--- Start ENTRIES SUPPLIED ---

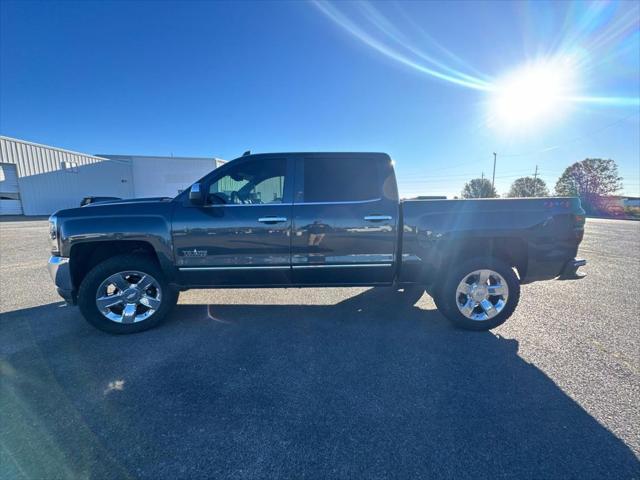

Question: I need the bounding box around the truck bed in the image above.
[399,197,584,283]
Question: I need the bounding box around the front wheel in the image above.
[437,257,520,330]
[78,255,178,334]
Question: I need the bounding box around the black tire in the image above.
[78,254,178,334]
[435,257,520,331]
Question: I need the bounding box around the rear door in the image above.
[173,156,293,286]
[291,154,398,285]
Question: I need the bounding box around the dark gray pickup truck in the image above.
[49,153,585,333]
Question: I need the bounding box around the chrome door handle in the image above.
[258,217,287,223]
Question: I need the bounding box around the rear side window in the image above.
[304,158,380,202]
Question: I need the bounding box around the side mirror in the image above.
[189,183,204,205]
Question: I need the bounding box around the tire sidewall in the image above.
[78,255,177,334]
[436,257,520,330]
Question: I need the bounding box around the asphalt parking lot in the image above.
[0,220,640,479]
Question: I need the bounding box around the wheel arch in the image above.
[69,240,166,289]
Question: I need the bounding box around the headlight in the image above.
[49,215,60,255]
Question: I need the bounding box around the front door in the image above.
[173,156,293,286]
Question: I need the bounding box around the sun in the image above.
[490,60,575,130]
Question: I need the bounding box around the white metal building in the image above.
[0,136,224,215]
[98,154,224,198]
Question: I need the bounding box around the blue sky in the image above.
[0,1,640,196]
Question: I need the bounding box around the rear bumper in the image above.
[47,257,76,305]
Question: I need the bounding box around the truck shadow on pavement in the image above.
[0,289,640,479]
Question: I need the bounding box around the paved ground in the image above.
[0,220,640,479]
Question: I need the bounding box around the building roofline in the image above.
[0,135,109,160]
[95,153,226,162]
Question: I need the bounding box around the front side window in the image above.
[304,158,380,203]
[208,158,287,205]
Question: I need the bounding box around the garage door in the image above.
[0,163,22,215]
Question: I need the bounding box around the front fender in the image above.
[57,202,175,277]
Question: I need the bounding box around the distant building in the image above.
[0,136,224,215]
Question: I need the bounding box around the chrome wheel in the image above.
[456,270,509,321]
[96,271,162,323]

--- End ENTRIES SUPPLIED ---

WHAT IS NEEDED >> Write out all the records again, switching every "bounding box" to "box outline" and keeping everything else the same. Leave the pictures out.

RESULT BELOW >>
Question: I need the box outline around the truck bed in the image above.
[399,197,584,283]
Question: I need the box outline around the front wheel in the image above.
[437,257,520,330]
[78,255,178,334]
Question: I need the box outline around the black tire in the image above.
[78,254,178,334]
[435,257,520,331]
Question: I need the box outline around the rear door in the image above.
[173,156,293,286]
[291,154,398,285]
Question: I need the box outline around the dark gray pickup truck in the image above.
[49,153,585,333]
Question: I need the box outline around the chrome door handle in the image above.
[258,217,287,223]
Question: I need the box outline around the rear side window in the image above.
[304,158,380,202]
Question: I need the box outline around the side mirror in the image above.
[189,183,204,205]
Question: I need the box outline around the tire sidewall in the image above.
[78,255,177,334]
[436,257,520,330]
Question: I need the box outline around the asphalt parking lot in the image above.
[0,220,640,479]
Question: I need the box outline around the wheel arch in the image above.
[69,240,166,289]
Question: I need the box outline around the headlight in the image above.
[49,215,60,255]
Question: I need the box outline around the front door in the image above.
[173,156,293,286]
Question: I need the box outline around the sun in the image above.
[490,60,575,130]
Question: I need the box outline around the white metal building in the image above.
[0,136,224,215]
[98,154,224,198]
Question: I need the box outline around the blue sky in the image above.
[0,1,640,196]
Question: I need the box outline around the rear bumper in the image above.
[47,257,76,305]
Question: I need the box outline around the truck shadow on pavement in the image above.
[0,289,640,479]
Question: I need the box outline around the paved ground in the image above.
[0,220,640,479]
Question: I need the box outline around the building roofline in the image above.
[0,135,109,160]
[95,153,226,162]
Question: I need the box outline around the front side window in the image above.
[304,158,380,203]
[208,158,287,205]
Question: I need the box outline around the garage door in the image above.
[0,163,22,215]
Question: I need the box outline around the front fender in the image above.
[57,202,175,277]
Question: I need the box outline around the distant building in the image above.
[0,136,224,215]
Question: I need the box outline around the chrome wheel in the image above.
[456,270,509,321]
[96,271,162,323]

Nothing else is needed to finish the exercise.